_Set problem A_.
Please sum up the text on big tasks in two sentences.
_Set problem B_.
Rewrite the text on big tasks from "It is easy to" to "squeamish wince. OUCH!!!", swapping "mat" for "floor".

_Selected text_.
┌──

My son recently reminded me that sometimes when we look at a big task, it can seem overwhelming until you break it down into manageable chunks. We were on a walk and he was talking about the view of Pikes Peak from Colorado Springs, Colorado where we live, and using climbing (or driving to) the mountaintop as a metaphor. “If you just look at it, it seems like it gets farther and farther away, but if you think about going there in small chunks, it’s not so far,” he said.

That is certainly true when it comes to big projects like dissertations and books. It is also true of the more difficult yoga postures that require years of glacial progress in lieu of a simple “all-in” kind of effort. It isn’t like diving into a swimming pool! You have to take it slowly or the consequences are painful in the most literal sense of the word.

I will share a process that works pretty well for me.

When writing a book or a dissertation it is good to have a structure, an outline that you can sort of hang content on as you go along. You write a chunk of text that you are happy with, when the spirit moves you, and then go back to the big project and copy the text into the right section of the outline. Do this enough times, and you are well on your way to being done! Then comes editing to tighten up the structure and find some clarity— simply refining all of your great content!

It is easy to create several pages of inspired content when the muse is in full effect, but I think that if I sat down on a given day and tried to write a whole book, things would end badly!

This idea is certainly reinforced by some of the more challenging stretches we do in yoga. I often tell my students on the mat to work on making the kind of progress that comes one centimeter at a time. If you try to do it all at once, injuries are pretty much guaranteed. It is every instructor’s (and student’s) worst nightmare to see someone pushing joints and muscles too far too fast.

If my web cam were on just now, you would have seen a squeamish wince. OUCH!!!

└──

_Supplied records_.

┌──

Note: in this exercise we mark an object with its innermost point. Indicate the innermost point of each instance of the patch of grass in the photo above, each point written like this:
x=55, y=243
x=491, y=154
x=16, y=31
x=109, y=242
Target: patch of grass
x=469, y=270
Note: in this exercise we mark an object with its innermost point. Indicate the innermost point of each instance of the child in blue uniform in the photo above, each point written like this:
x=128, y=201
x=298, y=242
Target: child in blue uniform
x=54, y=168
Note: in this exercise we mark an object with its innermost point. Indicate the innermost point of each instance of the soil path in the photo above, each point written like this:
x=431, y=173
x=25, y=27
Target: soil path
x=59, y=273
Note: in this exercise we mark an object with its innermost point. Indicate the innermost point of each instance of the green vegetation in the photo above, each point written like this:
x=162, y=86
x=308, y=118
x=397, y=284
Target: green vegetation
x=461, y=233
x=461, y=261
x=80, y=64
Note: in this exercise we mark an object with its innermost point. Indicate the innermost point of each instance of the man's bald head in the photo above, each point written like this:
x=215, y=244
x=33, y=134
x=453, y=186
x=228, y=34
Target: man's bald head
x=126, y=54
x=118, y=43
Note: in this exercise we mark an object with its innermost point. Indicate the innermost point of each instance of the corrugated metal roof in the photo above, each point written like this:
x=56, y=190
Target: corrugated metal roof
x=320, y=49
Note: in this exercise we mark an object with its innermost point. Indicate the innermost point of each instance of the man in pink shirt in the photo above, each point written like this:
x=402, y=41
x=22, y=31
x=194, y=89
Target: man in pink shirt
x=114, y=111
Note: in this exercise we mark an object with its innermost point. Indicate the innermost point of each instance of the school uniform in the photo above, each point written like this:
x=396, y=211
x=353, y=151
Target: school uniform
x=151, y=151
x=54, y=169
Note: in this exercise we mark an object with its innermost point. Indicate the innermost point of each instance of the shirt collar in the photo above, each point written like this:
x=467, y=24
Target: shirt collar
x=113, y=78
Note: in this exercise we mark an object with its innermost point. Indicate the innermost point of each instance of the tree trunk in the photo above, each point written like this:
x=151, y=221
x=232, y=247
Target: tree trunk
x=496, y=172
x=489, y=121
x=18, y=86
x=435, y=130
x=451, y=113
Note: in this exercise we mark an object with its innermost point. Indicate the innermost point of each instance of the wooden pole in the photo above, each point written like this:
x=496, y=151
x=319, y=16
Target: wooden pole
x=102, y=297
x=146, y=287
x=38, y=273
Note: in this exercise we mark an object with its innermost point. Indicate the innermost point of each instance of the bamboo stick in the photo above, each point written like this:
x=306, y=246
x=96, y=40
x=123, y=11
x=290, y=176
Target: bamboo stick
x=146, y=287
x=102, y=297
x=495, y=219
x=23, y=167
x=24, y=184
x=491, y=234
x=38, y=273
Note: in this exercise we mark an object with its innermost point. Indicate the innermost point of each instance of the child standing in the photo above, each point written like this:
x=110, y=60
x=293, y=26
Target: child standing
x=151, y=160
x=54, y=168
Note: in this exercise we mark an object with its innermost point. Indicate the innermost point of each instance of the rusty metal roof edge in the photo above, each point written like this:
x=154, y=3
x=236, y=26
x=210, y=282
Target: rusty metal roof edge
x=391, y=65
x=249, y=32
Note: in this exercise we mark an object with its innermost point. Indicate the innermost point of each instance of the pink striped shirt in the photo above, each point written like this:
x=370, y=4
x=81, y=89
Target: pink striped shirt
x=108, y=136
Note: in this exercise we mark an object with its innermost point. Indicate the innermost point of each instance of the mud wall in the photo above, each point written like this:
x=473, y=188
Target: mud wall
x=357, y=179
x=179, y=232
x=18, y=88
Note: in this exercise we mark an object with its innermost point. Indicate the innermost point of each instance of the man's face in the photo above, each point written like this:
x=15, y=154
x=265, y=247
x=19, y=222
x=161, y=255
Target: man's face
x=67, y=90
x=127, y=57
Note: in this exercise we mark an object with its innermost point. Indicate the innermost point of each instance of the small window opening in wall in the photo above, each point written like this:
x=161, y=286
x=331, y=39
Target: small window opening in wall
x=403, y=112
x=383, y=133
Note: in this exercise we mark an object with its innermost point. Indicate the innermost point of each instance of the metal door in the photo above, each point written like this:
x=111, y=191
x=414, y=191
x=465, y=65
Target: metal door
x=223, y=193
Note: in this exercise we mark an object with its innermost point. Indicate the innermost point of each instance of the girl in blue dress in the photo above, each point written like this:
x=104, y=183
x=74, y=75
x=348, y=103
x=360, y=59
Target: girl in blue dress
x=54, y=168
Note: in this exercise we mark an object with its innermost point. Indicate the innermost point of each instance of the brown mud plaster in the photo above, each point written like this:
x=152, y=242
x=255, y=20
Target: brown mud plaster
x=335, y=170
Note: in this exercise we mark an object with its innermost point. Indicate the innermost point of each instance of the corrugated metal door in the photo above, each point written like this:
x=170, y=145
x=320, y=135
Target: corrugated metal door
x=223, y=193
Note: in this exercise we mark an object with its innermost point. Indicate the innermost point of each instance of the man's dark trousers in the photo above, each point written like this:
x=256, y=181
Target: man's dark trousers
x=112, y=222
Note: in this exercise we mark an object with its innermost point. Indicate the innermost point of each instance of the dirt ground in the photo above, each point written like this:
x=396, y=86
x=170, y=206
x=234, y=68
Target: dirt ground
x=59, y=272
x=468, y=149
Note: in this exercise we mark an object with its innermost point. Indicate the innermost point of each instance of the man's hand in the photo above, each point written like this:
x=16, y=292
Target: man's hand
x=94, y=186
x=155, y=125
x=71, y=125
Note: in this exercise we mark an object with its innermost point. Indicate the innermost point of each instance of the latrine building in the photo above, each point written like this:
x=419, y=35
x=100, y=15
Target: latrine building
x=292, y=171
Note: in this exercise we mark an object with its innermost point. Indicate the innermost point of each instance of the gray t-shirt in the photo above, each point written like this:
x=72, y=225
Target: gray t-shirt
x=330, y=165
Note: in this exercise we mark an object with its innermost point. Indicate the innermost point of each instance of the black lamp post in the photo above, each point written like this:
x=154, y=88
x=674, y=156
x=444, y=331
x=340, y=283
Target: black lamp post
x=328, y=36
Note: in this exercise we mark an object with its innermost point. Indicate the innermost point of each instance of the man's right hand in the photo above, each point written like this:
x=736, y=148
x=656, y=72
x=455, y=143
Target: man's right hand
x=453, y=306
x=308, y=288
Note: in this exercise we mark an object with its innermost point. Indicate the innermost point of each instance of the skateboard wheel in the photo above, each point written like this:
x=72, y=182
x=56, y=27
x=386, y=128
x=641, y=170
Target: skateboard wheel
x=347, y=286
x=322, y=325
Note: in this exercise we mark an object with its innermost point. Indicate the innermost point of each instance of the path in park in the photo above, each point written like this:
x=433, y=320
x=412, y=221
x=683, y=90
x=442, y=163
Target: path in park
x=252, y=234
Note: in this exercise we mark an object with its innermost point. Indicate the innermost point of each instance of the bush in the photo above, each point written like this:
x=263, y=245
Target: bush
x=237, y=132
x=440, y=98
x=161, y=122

└──

_Exercise solution A_.
Big tasks such as writing a book or dissertation or working toward difficult yoga postures seem overwhelming until they are broken into small, manageable chunks. The writer adds finished chunks of text to an outline and edits them later, and tells yoga students to progress one centimeter at a time because trying to do it all at once almost guarantees injury.

_Exercise solution B_.
It is easy to create several pages of inspired content when the muse is in full effect, but I think that if I sat down on a given day and tried to write a whole book, things would end badly!

This idea is certainly reinforced by some of the more challenging stretches we do in yoga. I often tell my students on the floor to work on making the kind of progress that comes one centimeter at a time. If you try to do it all at once, injuries are pretty much guaranteed. It is every instructor’s (and student’s) worst nightmare to see someone pushing joints and muscles too far too fast.

If my web cam were on just now, you would have seen a squeamish wince. OUCH!!!